- [Description of the task] As the answer, give every line of the records that includes the word "arched".

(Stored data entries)
--------------------

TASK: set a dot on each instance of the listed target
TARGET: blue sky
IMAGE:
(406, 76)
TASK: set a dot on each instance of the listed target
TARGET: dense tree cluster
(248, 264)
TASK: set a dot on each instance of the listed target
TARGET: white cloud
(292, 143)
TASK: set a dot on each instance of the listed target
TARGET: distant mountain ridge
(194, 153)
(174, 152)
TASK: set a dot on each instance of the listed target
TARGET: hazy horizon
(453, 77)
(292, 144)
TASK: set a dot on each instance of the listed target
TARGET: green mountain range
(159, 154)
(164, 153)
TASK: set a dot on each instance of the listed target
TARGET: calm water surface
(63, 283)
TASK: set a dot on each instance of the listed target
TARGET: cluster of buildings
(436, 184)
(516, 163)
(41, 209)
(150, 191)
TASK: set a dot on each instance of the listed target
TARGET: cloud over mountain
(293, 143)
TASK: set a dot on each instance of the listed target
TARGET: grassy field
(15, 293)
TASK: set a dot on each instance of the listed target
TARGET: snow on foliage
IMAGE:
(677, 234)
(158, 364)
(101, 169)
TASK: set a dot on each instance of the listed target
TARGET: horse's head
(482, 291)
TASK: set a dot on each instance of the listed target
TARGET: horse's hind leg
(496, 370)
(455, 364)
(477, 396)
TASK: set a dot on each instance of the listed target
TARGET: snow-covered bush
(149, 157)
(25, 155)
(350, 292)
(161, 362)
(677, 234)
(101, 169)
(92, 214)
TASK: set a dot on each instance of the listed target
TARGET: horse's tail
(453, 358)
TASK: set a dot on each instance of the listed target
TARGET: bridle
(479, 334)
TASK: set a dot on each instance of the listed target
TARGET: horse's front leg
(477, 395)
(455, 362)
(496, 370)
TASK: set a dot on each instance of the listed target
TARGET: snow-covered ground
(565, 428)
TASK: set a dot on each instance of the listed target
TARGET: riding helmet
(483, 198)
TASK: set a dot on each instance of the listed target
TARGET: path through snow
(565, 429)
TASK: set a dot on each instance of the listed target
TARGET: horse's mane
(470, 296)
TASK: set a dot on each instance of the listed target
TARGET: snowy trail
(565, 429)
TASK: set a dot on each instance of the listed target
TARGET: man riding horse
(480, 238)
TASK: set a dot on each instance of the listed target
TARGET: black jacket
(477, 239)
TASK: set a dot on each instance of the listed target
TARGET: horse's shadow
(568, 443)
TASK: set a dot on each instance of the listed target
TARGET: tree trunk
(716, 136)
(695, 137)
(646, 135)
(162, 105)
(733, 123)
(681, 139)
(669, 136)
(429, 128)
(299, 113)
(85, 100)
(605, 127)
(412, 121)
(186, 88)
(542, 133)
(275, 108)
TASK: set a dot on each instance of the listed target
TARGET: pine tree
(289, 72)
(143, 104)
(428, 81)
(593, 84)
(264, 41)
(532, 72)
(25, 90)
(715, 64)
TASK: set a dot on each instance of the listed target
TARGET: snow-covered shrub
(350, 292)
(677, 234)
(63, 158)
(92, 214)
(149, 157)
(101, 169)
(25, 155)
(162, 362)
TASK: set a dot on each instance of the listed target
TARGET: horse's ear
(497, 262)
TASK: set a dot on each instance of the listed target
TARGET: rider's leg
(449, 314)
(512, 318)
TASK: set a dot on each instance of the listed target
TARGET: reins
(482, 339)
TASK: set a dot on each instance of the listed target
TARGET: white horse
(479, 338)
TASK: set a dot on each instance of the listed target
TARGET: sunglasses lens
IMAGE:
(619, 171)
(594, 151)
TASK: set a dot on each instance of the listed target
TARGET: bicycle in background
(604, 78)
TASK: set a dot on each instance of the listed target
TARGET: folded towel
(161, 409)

--------------------

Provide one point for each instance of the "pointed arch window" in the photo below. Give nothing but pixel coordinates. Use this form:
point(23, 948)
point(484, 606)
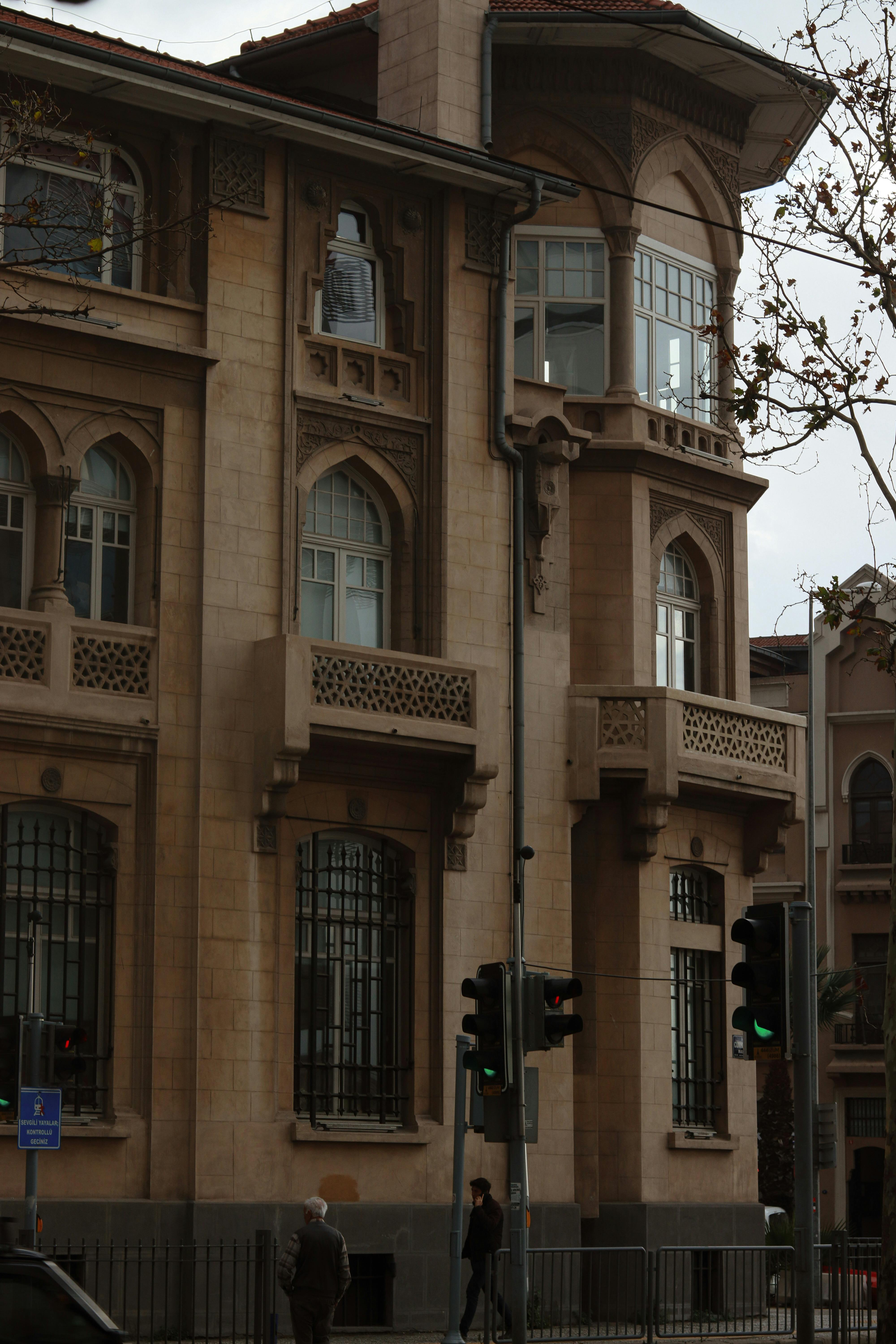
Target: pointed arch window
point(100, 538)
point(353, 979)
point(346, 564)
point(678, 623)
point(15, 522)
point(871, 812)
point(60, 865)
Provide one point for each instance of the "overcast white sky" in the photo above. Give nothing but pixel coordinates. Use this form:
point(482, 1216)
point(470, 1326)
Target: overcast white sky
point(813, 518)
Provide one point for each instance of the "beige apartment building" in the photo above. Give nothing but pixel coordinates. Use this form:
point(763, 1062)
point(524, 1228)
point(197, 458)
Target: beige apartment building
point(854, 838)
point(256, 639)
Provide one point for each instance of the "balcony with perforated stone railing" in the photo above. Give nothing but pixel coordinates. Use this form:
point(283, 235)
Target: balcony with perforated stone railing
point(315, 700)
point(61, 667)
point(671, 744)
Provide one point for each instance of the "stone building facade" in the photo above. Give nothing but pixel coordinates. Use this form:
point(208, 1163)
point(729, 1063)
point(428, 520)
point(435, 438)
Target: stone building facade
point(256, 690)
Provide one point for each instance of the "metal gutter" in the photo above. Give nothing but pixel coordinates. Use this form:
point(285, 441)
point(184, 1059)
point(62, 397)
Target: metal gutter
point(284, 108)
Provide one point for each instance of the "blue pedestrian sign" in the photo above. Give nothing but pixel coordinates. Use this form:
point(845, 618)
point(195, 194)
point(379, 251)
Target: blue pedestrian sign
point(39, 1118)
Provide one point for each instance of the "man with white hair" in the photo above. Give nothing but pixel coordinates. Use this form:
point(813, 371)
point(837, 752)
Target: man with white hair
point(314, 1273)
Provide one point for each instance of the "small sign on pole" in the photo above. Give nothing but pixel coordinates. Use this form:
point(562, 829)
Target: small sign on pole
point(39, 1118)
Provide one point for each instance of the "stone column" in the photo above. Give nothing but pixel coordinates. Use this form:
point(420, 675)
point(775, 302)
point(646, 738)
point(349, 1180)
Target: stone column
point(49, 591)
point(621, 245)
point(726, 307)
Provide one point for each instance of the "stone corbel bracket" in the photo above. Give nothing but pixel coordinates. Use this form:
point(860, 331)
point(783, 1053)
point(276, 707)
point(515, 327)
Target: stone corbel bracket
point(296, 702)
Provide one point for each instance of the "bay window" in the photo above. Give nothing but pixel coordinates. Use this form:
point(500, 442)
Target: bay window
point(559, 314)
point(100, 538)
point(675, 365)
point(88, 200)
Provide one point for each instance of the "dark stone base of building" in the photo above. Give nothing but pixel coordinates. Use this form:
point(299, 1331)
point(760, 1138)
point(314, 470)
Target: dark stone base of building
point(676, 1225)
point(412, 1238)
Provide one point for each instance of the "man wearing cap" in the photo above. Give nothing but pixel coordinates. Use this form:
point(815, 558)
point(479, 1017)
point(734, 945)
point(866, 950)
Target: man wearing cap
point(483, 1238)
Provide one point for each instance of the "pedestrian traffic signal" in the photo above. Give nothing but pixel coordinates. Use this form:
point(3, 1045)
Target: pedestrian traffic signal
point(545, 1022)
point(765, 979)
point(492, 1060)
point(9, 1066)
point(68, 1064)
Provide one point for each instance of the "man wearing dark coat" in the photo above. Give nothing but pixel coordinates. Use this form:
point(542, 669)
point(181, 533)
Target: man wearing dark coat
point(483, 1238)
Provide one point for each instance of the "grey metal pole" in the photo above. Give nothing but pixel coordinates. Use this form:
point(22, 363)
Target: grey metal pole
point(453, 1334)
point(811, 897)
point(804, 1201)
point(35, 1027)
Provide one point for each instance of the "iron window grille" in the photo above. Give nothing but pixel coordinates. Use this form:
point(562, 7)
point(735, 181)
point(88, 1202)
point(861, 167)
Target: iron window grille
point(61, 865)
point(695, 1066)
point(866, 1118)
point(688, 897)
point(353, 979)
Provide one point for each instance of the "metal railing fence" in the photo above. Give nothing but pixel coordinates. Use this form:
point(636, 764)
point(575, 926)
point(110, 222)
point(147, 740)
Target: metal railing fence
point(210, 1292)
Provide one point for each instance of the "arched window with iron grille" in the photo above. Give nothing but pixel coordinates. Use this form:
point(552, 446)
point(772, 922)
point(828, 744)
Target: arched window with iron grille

--------------------

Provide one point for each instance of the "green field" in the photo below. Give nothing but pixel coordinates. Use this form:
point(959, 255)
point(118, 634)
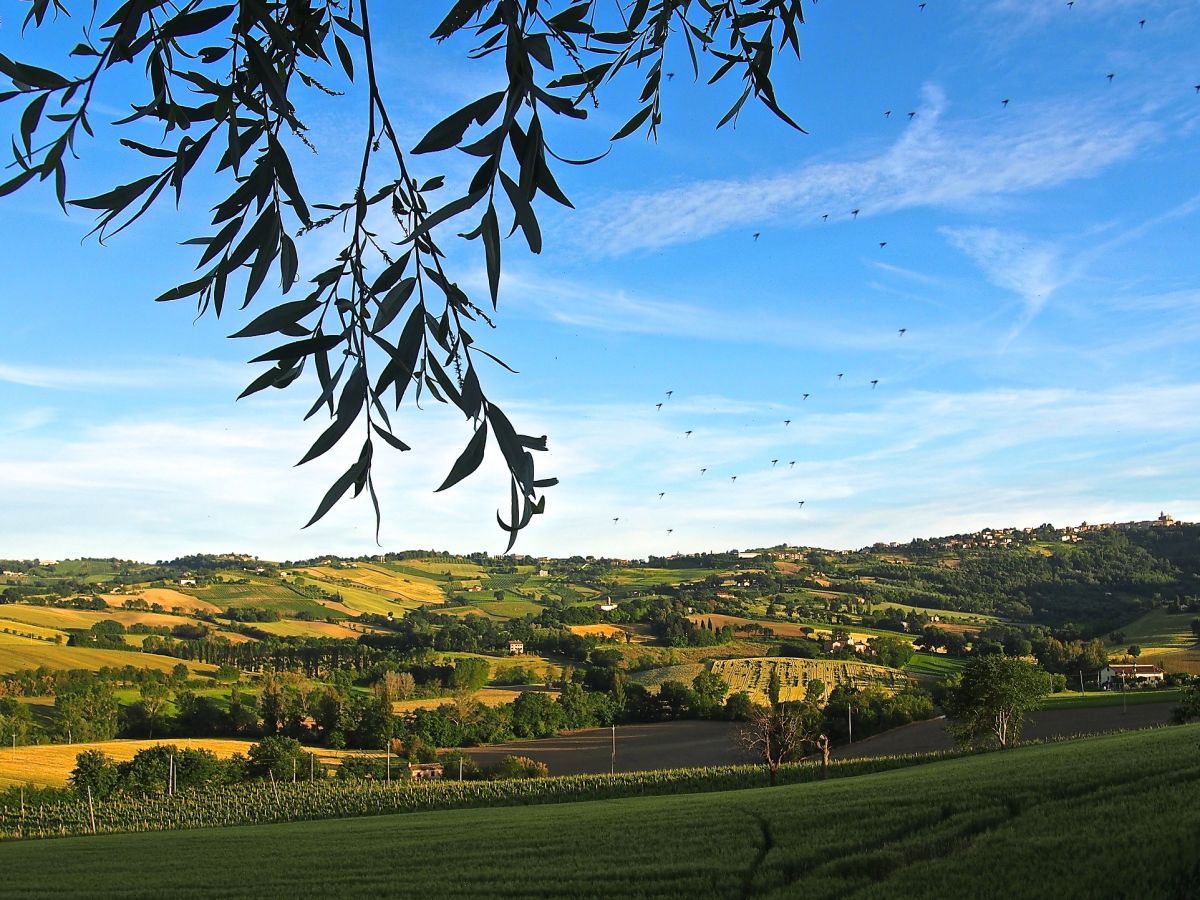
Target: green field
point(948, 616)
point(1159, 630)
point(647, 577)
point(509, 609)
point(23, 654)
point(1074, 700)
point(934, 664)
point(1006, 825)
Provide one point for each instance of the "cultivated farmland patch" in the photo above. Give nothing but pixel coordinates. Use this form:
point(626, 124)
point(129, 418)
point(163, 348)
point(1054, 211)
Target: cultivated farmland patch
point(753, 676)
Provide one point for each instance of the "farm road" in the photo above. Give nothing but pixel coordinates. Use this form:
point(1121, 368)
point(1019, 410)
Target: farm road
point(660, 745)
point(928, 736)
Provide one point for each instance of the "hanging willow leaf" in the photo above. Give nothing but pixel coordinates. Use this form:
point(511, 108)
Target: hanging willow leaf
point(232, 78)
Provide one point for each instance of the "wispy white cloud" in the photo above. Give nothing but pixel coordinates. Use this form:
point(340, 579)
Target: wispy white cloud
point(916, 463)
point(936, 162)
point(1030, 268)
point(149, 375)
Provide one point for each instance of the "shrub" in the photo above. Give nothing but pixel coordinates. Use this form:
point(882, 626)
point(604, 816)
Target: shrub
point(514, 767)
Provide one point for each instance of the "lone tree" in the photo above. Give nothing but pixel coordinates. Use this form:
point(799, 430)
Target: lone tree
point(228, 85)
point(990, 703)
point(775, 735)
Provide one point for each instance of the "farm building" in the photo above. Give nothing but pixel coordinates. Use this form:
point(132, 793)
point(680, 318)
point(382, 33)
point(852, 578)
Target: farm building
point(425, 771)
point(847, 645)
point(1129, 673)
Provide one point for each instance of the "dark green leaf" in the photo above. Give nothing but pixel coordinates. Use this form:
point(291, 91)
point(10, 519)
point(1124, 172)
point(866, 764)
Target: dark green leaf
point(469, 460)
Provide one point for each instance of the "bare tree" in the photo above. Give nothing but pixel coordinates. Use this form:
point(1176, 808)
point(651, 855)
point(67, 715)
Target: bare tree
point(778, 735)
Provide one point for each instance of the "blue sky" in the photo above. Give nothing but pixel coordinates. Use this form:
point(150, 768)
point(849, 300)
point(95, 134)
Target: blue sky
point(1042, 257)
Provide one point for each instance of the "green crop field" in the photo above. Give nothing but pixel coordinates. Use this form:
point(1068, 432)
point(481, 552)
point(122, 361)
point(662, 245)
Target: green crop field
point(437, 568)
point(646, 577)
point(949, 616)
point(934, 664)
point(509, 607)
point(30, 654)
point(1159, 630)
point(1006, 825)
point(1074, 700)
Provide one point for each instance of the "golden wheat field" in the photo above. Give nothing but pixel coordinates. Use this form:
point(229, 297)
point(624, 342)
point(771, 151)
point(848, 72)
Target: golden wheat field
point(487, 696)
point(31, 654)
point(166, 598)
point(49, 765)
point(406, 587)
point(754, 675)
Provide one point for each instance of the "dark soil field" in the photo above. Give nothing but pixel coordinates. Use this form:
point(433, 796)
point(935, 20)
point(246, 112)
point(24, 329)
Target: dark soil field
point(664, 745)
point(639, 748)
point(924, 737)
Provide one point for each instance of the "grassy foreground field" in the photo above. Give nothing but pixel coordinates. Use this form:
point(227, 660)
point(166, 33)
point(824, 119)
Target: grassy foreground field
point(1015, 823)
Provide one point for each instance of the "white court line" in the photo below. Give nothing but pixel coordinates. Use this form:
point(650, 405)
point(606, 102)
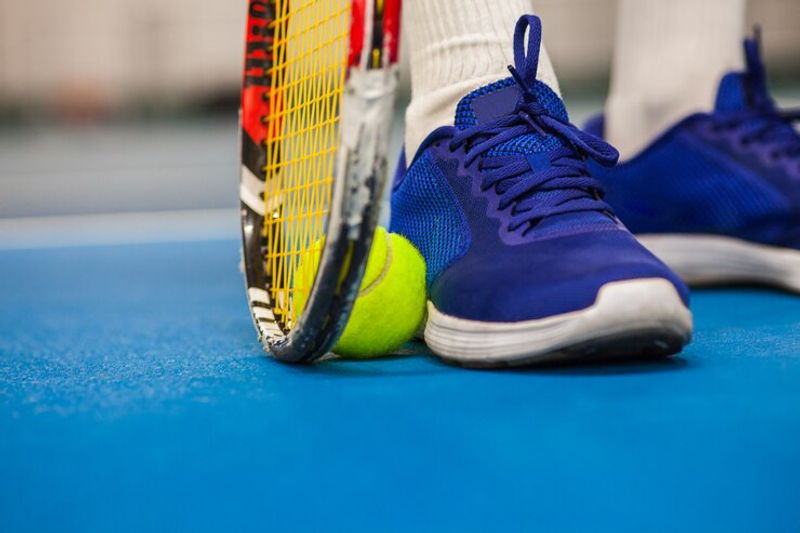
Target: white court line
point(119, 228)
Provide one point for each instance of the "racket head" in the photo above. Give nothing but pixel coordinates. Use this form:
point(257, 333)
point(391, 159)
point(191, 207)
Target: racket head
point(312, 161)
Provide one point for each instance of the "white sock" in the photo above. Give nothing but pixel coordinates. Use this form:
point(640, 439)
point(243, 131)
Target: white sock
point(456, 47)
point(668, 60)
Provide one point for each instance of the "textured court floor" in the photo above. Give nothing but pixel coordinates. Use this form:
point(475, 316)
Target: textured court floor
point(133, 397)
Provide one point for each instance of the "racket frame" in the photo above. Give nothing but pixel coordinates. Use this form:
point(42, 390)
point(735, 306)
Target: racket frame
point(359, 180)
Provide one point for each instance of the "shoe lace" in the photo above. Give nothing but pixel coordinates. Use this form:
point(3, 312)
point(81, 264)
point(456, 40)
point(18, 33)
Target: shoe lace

--------------------

- [Completed exercise]
Provide one point for each instance of the "arched window with iron grille" in the photo above. Give nothing but pixel coordinates. Use this form:
Target: arched window with iron grille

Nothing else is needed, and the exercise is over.